Step inside love
Originally created for Ballett Frankfurt in 1984, William Forsythe’s Artifact has been kept alive by Royal Ballet Flanders following the demise of the German company in 2004. And thank god they have; it’s a stunning work and they perform it superbly.
If there is any narrative it revolves around the confused but rhythmical proclamations of Kate Strong’s witchy Character in Historical Costume and Nicholas Champion’s white-haired Character with Megaphone. A disconnected wraith-like The Other Person struts around from time to time while claps and commands served to set the corps in motion.
The emphasis was on female strength. The male corps danced mainly with languid feminine delicacy as their excellent female counterparts darted around with urgency and pointed dynamism. The flaccid chap with the megaphone drifted listlessly about in thrall to his silver-flared Carabosse as his indecipherable mutterings struggled to be heard. She, meanwhile, commanded, ordered and generally made her overbearing presence felt.
With the wings removed dancers were sometimes out of view of vast sections of the audience. The simultaneous action was often placed at the extremities of the stage, forcing you to choose what to watch; lights flicked on and off, the curtain slammed up and down in Part 2 like a camera shutter and Part 3 started well before the end of the interval which caused a very British ‘oh dear am I missing something?’ trot back from the Sadler’s Wells bars. Initially this all created a frisson about what intrigues may lay elsewhere but it gradually led to a focussing of the mind on ignoring distraction and concentrated it instead on the joy of watching pure movement.
Many of the corps’ formations, such as when the women, with exaggerated steps on pointe and arms curved outwards, slowly crossed the stage like green flamingos about to take flight, were breathtakingly beautiful. The final sequence where the corps all stood in military parade and thrust their arms around in precise mathematical equations combined symbiotically with Eva Crossman-Hecht’s repetitive, jabbing piano and created something spellbindingly powerful.
If this all sounds cold and clinical; it wasn’t. Words cannot really do justice to the physical landscape of the movement Forsythe created for Artifact. Wonderful.

> **Extracted material**:

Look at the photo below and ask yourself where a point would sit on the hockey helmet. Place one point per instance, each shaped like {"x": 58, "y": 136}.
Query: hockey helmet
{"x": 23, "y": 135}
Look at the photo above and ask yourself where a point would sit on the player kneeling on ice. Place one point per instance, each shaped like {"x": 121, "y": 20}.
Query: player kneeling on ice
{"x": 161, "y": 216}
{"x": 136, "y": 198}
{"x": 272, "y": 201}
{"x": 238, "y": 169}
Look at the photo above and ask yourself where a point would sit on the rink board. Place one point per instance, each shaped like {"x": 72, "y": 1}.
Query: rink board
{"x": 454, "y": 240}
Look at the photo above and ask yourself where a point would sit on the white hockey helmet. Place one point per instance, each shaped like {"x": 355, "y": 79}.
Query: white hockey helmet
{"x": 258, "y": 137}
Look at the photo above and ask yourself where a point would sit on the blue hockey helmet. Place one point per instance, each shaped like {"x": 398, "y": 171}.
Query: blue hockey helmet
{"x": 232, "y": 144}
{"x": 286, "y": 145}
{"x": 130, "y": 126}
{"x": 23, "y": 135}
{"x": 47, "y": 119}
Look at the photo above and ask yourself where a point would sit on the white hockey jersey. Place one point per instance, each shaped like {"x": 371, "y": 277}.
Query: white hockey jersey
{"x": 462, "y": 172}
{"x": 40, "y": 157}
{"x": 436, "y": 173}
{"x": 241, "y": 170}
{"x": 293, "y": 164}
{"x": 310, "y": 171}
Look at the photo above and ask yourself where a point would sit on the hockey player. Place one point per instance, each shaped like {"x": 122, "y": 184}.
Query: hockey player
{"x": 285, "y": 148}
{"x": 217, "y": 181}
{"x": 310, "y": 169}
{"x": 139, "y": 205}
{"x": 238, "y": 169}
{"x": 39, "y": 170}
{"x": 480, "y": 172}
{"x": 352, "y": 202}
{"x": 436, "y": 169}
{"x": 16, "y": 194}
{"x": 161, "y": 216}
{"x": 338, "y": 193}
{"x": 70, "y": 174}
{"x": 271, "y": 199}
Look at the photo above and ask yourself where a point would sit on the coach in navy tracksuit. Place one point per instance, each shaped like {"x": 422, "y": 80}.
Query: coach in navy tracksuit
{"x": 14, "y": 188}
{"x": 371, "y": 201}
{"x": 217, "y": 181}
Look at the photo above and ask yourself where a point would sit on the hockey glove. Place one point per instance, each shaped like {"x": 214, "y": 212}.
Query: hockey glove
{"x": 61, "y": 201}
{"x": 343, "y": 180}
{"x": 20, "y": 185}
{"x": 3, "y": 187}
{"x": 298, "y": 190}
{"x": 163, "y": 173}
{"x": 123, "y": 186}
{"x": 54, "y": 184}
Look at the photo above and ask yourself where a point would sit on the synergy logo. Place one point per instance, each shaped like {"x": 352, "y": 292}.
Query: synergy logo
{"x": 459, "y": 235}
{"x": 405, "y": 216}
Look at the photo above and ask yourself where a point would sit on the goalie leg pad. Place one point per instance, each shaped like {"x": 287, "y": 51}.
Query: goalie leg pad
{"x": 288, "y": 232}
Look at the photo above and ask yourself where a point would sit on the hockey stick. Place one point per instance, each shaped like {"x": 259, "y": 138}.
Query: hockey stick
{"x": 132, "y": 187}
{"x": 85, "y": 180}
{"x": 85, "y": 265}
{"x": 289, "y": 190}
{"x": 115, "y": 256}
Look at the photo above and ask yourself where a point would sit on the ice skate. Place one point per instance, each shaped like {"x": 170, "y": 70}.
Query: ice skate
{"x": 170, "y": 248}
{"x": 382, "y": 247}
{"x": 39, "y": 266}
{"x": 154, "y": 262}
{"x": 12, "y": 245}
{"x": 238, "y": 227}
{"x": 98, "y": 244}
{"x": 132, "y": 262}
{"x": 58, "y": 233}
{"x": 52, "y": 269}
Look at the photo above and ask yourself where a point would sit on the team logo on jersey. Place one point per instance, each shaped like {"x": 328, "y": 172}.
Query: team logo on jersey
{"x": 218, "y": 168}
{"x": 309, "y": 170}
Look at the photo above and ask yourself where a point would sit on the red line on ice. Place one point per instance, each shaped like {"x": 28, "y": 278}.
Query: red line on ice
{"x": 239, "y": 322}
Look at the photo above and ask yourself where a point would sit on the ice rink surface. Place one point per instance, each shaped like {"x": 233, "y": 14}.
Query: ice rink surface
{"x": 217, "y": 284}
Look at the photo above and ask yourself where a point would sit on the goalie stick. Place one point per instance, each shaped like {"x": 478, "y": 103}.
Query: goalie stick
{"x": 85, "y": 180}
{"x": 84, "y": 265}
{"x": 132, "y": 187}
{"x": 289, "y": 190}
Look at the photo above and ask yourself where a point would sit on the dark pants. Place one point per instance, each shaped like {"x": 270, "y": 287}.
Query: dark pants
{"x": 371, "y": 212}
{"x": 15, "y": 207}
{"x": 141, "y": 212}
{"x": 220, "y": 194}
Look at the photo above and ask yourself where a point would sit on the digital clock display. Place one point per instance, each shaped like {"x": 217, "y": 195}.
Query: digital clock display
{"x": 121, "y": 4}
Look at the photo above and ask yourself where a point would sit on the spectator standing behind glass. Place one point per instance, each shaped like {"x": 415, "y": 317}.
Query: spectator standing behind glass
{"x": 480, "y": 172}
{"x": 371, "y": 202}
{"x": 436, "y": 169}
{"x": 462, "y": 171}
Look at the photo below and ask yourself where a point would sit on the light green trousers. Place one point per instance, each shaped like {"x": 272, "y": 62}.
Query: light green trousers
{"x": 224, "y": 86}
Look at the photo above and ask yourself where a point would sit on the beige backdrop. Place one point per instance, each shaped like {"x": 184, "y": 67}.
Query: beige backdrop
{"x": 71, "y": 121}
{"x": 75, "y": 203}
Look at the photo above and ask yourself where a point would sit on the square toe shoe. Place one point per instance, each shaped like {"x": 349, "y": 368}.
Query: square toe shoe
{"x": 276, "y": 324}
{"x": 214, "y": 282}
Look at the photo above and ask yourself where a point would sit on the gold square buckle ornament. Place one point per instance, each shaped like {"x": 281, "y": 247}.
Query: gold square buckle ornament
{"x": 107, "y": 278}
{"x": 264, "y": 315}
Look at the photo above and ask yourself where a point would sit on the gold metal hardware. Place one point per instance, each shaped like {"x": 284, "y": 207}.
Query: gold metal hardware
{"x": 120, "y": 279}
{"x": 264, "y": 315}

> **Work order**:
According to the Artifact review, which company has kept the work alive since Ballett Frankfurt folded in 2004?

> **Problem solution**:
Royal Ballet Flanders